++++ Supplied records ++++
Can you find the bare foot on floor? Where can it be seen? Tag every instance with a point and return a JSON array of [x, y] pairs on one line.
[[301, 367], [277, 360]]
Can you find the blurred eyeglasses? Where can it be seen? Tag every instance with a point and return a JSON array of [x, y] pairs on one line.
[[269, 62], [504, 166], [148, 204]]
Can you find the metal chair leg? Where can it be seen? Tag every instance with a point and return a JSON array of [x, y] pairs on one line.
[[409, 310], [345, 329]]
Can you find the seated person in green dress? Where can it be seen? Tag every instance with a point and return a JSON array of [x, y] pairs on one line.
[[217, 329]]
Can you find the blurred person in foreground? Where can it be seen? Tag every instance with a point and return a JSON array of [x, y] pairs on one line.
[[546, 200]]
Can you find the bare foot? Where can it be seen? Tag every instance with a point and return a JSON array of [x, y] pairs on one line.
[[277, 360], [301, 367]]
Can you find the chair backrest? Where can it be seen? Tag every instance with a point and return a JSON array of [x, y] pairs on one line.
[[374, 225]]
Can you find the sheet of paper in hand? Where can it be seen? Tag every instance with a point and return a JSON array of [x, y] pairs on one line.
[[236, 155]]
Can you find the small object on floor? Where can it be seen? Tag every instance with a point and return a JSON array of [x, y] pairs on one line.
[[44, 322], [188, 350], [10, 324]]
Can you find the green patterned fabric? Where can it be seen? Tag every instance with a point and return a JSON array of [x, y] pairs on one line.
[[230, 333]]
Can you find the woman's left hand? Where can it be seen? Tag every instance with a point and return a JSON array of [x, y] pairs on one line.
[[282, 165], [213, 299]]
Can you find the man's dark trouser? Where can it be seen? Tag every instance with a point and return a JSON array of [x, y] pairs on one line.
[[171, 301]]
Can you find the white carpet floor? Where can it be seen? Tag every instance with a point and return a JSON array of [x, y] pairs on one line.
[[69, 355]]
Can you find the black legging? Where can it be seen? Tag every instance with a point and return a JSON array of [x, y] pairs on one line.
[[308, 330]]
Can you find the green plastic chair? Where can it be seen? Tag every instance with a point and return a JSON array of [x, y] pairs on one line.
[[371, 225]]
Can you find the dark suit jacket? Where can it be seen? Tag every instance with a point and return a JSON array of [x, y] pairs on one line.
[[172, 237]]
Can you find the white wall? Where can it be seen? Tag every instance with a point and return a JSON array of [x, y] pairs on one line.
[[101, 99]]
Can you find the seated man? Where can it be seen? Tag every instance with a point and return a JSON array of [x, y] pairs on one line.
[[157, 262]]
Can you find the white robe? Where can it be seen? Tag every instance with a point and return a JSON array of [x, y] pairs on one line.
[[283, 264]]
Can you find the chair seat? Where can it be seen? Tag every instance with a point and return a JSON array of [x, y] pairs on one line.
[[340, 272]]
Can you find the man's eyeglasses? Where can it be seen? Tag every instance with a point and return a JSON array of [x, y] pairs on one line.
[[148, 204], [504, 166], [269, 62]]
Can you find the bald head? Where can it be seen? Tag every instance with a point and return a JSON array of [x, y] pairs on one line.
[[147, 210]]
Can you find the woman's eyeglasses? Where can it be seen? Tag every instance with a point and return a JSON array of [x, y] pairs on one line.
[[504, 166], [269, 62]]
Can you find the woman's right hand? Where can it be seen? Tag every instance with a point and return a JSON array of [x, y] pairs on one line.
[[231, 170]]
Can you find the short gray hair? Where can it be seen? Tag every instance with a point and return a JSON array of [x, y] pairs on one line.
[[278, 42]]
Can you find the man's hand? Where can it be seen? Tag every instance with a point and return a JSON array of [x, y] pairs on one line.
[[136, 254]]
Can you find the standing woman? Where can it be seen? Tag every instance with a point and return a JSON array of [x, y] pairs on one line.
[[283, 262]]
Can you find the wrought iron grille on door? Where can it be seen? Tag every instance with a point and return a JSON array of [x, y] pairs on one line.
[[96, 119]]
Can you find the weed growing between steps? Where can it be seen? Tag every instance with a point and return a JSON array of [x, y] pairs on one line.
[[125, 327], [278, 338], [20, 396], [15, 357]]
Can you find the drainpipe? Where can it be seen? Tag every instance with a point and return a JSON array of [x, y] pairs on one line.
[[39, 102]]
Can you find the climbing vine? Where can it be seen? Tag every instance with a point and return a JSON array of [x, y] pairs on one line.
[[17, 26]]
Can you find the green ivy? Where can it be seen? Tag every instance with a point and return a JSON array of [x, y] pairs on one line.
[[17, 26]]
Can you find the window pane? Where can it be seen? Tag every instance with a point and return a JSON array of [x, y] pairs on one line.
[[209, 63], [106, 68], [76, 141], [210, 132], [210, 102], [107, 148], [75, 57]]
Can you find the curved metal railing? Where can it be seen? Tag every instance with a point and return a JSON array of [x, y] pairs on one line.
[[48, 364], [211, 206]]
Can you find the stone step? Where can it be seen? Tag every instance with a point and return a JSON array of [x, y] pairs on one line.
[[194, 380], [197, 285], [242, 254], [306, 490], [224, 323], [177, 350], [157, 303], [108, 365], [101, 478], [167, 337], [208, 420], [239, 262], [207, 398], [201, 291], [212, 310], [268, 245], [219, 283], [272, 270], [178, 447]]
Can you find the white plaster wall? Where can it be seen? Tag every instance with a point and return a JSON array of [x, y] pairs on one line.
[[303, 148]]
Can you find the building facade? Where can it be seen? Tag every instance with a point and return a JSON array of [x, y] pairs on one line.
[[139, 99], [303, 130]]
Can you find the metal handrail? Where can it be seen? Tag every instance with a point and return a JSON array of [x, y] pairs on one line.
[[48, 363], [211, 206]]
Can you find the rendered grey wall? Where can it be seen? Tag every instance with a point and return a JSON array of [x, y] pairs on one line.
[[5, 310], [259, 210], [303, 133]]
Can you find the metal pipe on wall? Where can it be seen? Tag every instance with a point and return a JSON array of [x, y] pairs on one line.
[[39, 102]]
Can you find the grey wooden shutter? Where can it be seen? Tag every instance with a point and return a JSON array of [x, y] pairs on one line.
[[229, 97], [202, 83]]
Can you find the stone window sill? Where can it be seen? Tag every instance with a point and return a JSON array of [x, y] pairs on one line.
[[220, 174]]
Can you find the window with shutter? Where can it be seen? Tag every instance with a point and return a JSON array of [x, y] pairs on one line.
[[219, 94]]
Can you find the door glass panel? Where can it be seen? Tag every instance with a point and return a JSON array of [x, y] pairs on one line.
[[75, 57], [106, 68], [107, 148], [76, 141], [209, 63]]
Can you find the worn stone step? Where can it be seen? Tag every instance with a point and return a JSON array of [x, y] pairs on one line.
++++
Would you transcribe the data above exactly as it stands?

Can you find the bare foot on floor? Where can it be seen? Tag every instance with a point and return a JSON array of [x, y] pairs on one line.
[[301, 367], [277, 360]]
Can you find the blurred eyeglasses? Where can it be seen? Tag every instance with a point and return a JSON array of [x, y] pairs on one line.
[[269, 62], [504, 166], [148, 204]]
Can you find the metal chair leg? Where can it be seen? Tag every instance with a point and return a JSON array of [x, y] pairs on one line.
[[409, 310], [345, 329]]
Can you find the seated person in green dress? Where can it be seen? Tag every instance with a point and return a JSON array of [x, y] pairs on one line.
[[217, 329]]
Can you find the blurred person in foreground? Where can it be seen? Tag every instance with a point and return a JSON array of [x, y] pairs on one line.
[[546, 200]]
Can you find the bare foot? Where can it be seen? Tag every instance with a point and return a JSON array of [x, y] pairs on one line.
[[277, 360], [301, 367]]
Can you find the chair backrest? Where can it be seen? Tag every instance with a point and return a JSON array of [x, y] pairs on one line.
[[374, 225]]
Can you find the sheet of paper in hand? Where can it be seen? Tag every instance with a point and return a JSON array of [x, y] pairs on one line.
[[236, 155]]
Can you find the small object on floor? Where can it be seen? Tag every instance with a point and return a JSON array of [x, y] pairs on one line.
[[44, 322], [188, 350], [10, 324]]
Can you find the green patterned fabric? Where can it be seen? Tag every instance with a point and return a JSON array of [x, y] pairs on one line.
[[230, 333]]
Can you find the woman's left hand? Where can it be seen? Tag every instance with a point and return a JSON array of [x, y] pairs on one line.
[[282, 165], [213, 299]]
Can you find the man's dark trouser? Where can it be seen? Tag every instance with a point and return a JSON array of [x, y] pairs on one line.
[[171, 301]]
Can you find the white carpet floor? Where can it be seen? Tag every instance with a point and return a JSON array of [x, y] pairs on one line.
[[69, 355]]
Can you find the black legging? Where can it be seen? Tag every instance with a point and return a JSON array of [x, y] pairs on one line.
[[308, 330]]
Can you find the green plastic chair? Where can it be seen? Tag every instance with a point and return a JSON array of [x, y] pairs on one line.
[[371, 225]]
Can you find the dark suit jacket? Where can it be seen? Tag every instance with a point and return a JSON array of [x, y] pairs on one line.
[[172, 237]]
Can you find the white wall? Where can it be seen? Tag every instance with a point and return a JSON array of [x, y] pairs on one line.
[[101, 99]]
Can you find the seated man? Where can it be seen? Tag every instance with a point and return a JSON array of [x, y] pairs on one line.
[[157, 262]]
Can you find the white robe? Where can it be seen? Tag every instance with a point and return a JSON array of [x, y] pairs on one line.
[[283, 264]]
Can you find the chair seat? Where can it be seen? Tag every instance with a point and return a JSON array of [x, y] pairs on one line.
[[340, 272]]
Can you find the man's eyeglasses? Where can it be seen? Tag every instance with a point and return a JSON array of [x, y] pairs on one line.
[[148, 204], [504, 166], [269, 62]]
Can you find the bald head? Where can it be seen? Tag every instance with a point and return a JSON array of [x, y] pairs on one line.
[[147, 210]]
Can you find the woman's eyeglasses? Where can it be seen? Tag every instance with a point and return a JSON array of [x, y] pairs on one line.
[[504, 166], [269, 62]]
Can you find the woman's right hand? Where can it be seen? Tag every instance with a point and return a JSON array of [x, y] pairs on one line.
[[231, 170]]
Can you find the short gray hair? Where can it be seen? Tag every instance with a point and return a JSON array of [x, y] pairs on one line.
[[278, 42]]
Can you find the man's hand? Where can it be seen? Tag every instance with a point and return a JSON array of [x, y] pairs on one line.
[[136, 254]]
Can you find the standing woman? Where can it be seen? Tag every instance with a point and return a JSON array of [x, y] pairs on one line.
[[283, 262]]
Can you find the wrought iron grille on door? Where can it be seen? Tag every instance with a point and return a JSON array of [x, y] pairs on one line.
[[96, 119]]
Can you find the weed growing between steps? Where can it be seen? Tag every instance with a point and return a JSON array of [x, y] pairs on one line.
[[125, 327], [278, 338], [20, 396], [15, 357]]
Can you find the drainpipe? Where can it be seen? Tag every instance with a point and return a JSON array of [x, y] pairs on one line.
[[39, 102]]
Can you find the climbing vine? Where can it be seen? Tag every instance with a point and return a JSON array of [x, y] pairs on one line.
[[17, 26]]
Can you find the green ivy? Where can it be seen? Tag every instance with a point and return a JSON array of [x, y] pairs on one line.
[[17, 26]]
Can you find the window pane? Where can it be seen? Tag every instance with a point and return a JSON array of [x, y] pairs on one line.
[[209, 63], [106, 68], [76, 141], [210, 132], [210, 102], [107, 148], [75, 57]]
Can you find the curved metal railing? Where can it be seen? Tag every instance with a point and return a JSON array of [x, y] pairs on one line.
[[48, 364], [211, 206]]
Can you find the stone step? Where can it be seen? Tag every instance with a point and return a JSON array of [x, y] pairs on one line.
[[194, 380], [197, 285], [242, 254], [306, 490], [224, 323], [177, 350], [157, 303], [108, 365], [101, 478], [167, 337], [208, 420], [239, 262], [207, 398], [201, 291], [212, 310], [268, 245], [219, 283], [272, 270], [178, 447]]
Can you find the white plaster wall? Where can it be seen? Tag every instance with a point and return a JSON array of [x, y] pairs on one line.
[[303, 148]]
Can you find the building facade? Where can it be seen? Tag every instance with a point and return a JSON array of [x, y] pairs on one line.
[[139, 99], [303, 130]]
Can you find the metal handrail? Where can it be seen? Tag every instance with a point and return a JSON array of [x, y] pairs on one line.
[[48, 363], [211, 206]]
Can you find the rendered grey wall? Where can it be seen? Tag every instance with a point and return a JSON array of [x, y] pairs on one line.
[[5, 310], [259, 210], [303, 133]]
Can you find the metal pipe on wall? Where can it be seen? Tag every instance with a point and return a JSON array of [x, y] pairs on one line.
[[39, 102]]
Can you find the grey wooden shutter? Where can it be seen? Tag every instance with a point and return a JSON array of [x, y] pairs on one line.
[[229, 97], [202, 83]]
Can you find the stone window sill? Where can it be seen? Tag every instance with a point and return a JSON array of [x, y] pairs on one line.
[[220, 174]]
Can you find the window with shutter? Where can it be seen? Tag every instance with a point and return a JSON array of [x, y] pairs on one line.
[[219, 94]]
Can you find the door glass panel? Where can it be seen? Tag every instance with a point and return a JSON array of [x, y] pairs on one line.
[[75, 57], [106, 68], [107, 148], [76, 141], [209, 63]]
Can you find the worn stone step? Where can it be seen? Tag every instance with a point and return a JSON array of [x, y] pairs on one line.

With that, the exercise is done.